• _Selected text_
+ + + + +
Israeli Software Firm Goes Behind Regulator’s Back to Pay $250,000 in BTC Ransom
An Israel-based company reportedly paid $250,000 in Bitcoin for a ransom payment demanded by hackers that threatened to shut down its systems after a ransomware attack.
According to a source quoted by Calcalist on June 14, Sapiens International Corp. N.V. — a Nasdaq and Tel Aviv-listed software company — didn’t report the decision to the securities’ regulators of either the U.S. or Israel.
The ransomware attack happened at some point between March and April, when the COVID-19 outbreak exploded across the globe, forcing most of the company’s employees to switch to remote work.
A suspected security breach during the early stage of the COVID-19 outbreak
Sapiens employs around 2,500 people globally, and 900 of them are in Israel. Although there are no further details on what ransomware gang is behind the attack, the hackers could have taken advantage of the security weaknesses discovered during migration to remote work.
+ + + + +
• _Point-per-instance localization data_

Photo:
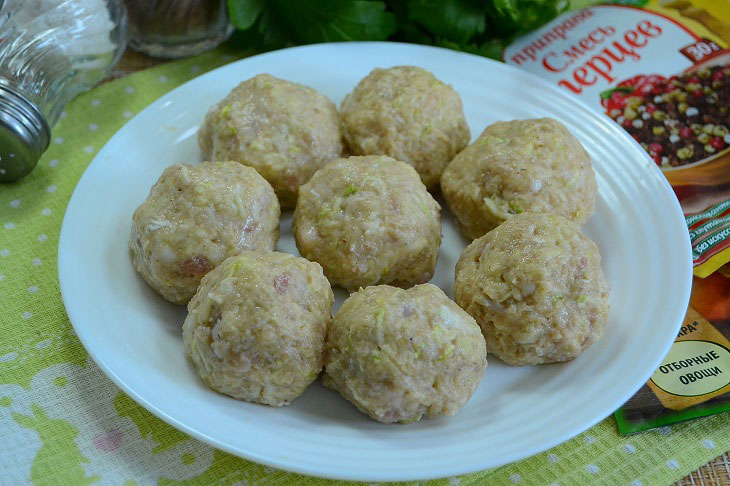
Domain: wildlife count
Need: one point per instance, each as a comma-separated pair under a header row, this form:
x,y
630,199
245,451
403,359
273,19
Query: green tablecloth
x,y
62,421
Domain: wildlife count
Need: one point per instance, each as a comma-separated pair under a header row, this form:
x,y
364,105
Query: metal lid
x,y
24,134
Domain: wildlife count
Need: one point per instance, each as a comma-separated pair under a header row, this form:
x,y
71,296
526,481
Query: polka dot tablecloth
x,y
63,422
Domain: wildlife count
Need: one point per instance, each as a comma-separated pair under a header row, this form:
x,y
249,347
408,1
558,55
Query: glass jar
x,y
177,28
50,51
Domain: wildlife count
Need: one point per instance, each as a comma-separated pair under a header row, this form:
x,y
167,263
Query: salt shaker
x,y
50,51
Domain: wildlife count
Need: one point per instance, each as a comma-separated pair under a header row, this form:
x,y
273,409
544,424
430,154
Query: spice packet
x,y
661,70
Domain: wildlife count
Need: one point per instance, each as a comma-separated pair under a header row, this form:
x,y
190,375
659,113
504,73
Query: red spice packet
x,y
661,70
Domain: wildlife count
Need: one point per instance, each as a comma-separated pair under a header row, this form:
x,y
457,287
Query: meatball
x,y
408,114
255,329
368,220
400,354
194,218
284,130
517,166
535,286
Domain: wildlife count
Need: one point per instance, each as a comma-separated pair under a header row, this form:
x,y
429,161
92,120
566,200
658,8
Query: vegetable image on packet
x,y
661,70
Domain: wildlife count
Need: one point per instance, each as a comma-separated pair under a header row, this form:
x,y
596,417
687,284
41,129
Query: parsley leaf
x,y
457,20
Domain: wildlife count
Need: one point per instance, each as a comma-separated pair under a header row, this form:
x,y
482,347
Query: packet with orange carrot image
x,y
661,70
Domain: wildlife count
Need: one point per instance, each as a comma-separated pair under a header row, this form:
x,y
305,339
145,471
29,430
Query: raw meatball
x,y
256,328
535,286
400,354
284,130
408,114
368,220
197,216
516,166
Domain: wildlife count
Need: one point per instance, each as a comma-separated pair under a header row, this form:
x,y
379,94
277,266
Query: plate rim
x,y
64,237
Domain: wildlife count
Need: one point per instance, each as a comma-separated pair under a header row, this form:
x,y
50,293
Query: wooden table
x,y
714,473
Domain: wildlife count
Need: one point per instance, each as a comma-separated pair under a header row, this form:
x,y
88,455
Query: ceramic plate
x,y
135,336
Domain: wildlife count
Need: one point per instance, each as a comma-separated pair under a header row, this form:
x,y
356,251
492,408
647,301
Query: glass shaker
x,y
50,51
177,28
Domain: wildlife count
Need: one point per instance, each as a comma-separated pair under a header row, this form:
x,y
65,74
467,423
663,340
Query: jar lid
x,y
24,134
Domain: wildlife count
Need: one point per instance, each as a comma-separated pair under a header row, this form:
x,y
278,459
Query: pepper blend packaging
x,y
661,70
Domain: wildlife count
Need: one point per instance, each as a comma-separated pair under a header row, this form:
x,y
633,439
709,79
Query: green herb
x,y
515,208
481,27
350,190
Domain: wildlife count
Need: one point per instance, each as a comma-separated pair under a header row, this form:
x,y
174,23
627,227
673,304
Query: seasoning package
x,y
661,70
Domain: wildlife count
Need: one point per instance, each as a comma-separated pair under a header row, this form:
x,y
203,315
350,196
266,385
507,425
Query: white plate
x,y
135,337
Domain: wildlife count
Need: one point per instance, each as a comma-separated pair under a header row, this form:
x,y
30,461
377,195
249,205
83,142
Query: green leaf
x,y
243,13
491,49
344,20
508,18
457,20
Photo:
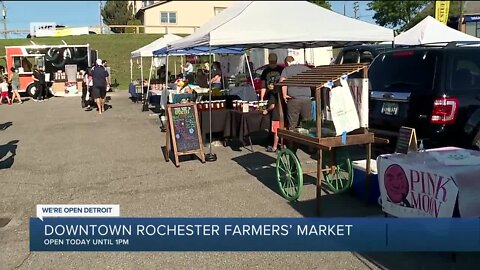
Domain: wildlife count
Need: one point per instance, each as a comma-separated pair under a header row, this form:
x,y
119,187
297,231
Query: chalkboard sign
x,y
407,140
71,71
184,132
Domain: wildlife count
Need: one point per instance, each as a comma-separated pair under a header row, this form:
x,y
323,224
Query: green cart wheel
x,y
339,179
289,174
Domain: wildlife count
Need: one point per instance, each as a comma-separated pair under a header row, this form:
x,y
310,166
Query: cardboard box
x,y
359,177
58,87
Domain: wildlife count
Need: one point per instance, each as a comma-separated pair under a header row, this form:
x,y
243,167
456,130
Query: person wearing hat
x,y
100,83
270,76
298,98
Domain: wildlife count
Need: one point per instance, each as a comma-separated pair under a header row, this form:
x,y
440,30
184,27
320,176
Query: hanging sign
x,y
441,11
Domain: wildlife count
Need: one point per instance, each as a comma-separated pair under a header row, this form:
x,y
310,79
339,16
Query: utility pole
x,y
356,8
4,15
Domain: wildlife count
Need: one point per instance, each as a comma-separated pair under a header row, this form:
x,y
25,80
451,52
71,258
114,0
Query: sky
x,y
87,13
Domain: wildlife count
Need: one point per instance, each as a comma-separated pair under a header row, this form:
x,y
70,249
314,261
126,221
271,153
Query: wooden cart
x,y
335,172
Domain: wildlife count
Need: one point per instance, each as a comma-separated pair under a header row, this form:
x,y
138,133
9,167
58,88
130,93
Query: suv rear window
x,y
465,71
403,71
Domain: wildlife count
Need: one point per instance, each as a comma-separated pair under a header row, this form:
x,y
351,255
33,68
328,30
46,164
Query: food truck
x,y
63,65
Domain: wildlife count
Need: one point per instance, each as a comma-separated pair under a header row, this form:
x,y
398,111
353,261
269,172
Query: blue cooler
x,y
359,176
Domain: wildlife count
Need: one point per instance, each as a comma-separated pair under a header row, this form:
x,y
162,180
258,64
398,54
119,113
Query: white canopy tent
x,y
282,24
147,51
431,31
+ + + + +
• _Required action_
Using the ransomware article, mark each statement yes or no, and quote the words from the article that settle it. 1. The company paid the ransom in Bitcoin. 2. The company reported its decision to U.S. regulators. 3. Most of the company's employees are based in Israel.

• _Response to the exercise_
1. Yes: "paid $250,000 in Bitcoin for a ransom payment demanded by hackers"
2. No: "didn’t report the decision to the securities’ regulators of either the U.S. or Israel"
3. No: "Sapiens employs around 2,500 people globally, and 900 of them are in Israel"